- What to work on -
Render the data below as a two-column CSV with the headers text and points. Give one row for each line of text and the points listed after it, putting each in its own quoted field with line breaks replaced by spaces.

- Material supplied -

↓↓↓

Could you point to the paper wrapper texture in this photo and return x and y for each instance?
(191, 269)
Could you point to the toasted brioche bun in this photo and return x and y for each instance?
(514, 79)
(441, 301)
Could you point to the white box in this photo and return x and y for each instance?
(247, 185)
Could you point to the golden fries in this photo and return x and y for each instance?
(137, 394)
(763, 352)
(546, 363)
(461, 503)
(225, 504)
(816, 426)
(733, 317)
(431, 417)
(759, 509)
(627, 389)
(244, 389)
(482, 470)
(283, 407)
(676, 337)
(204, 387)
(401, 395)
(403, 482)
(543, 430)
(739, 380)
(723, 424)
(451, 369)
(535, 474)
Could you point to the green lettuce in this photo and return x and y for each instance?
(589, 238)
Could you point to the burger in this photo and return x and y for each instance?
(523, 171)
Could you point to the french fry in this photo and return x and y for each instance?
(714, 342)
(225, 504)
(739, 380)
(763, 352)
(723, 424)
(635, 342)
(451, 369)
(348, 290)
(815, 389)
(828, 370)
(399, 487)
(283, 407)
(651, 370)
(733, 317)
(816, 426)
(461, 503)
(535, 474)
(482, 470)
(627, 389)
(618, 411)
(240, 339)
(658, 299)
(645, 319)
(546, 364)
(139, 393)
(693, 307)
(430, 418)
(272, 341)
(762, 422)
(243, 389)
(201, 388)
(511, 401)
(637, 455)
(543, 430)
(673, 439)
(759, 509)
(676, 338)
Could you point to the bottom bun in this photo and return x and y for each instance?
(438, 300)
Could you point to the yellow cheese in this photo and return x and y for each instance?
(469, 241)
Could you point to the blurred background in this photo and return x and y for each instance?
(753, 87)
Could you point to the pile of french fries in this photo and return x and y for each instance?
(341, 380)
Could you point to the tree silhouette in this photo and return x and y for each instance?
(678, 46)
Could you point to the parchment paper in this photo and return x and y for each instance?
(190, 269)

↑↑↑

- Answer to this task -
text,points
"Could you point to the paper wrapper texture in this photo and return x and y for each instance?","(191, 269)"
"Could you point to the toasted brioche bun in this photo and return x and y for each instance?","(514, 79) (441, 301)"
"Could you point to the white box in this photo and return x and y for each instance?","(247, 185)"
"Could you point to the golden fries in this photo and return x and y for each instance?","(137, 394) (763, 352) (546, 363) (461, 503) (225, 504) (816, 426) (733, 317) (431, 417) (759, 509) (627, 389) (244, 389) (482, 470) (283, 407) (676, 337) (204, 387) (401, 395) (403, 482) (543, 430) (739, 380) (723, 424) (451, 369) (535, 474)"
"Could you point to the green lettuce in this photo and return x and y for each instance?","(589, 238)"
"Could you point to the burger in this photo and return x and y for each instance?","(523, 171)"
"Could you point to the french fry in this photo and return x and y for each instance?","(714, 342) (225, 504) (739, 380) (763, 352) (723, 424) (635, 342) (451, 369) (348, 290) (815, 389) (828, 370) (399, 487) (283, 407) (651, 370) (733, 317) (816, 426) (461, 503) (535, 474) (482, 470) (627, 389) (618, 411) (240, 339) (658, 299) (645, 319) (546, 364) (139, 393) (693, 307) (430, 418) (272, 341) (762, 422) (243, 389) (201, 388) (511, 401) (637, 455) (543, 430) (673, 439) (759, 509) (676, 338)"
"Could you point to the bottom bun in this photo and return x and y for each instance?","(438, 300)"
"Could you point to the yellow cheese in this photo and return x and y for each instance?","(469, 241)"
"Could you point to the blurred background in this photo and return x and y for each instance?","(753, 87)"
"Could you point to the pile of french fries in this photo and return x and y for each instance?","(341, 380)"
"Could you point to the tree silhouette in this photo and return x and y for each instance?","(678, 46)"
"Could you point to the parchment paper in this photo and return x and y for each instance?","(190, 269)"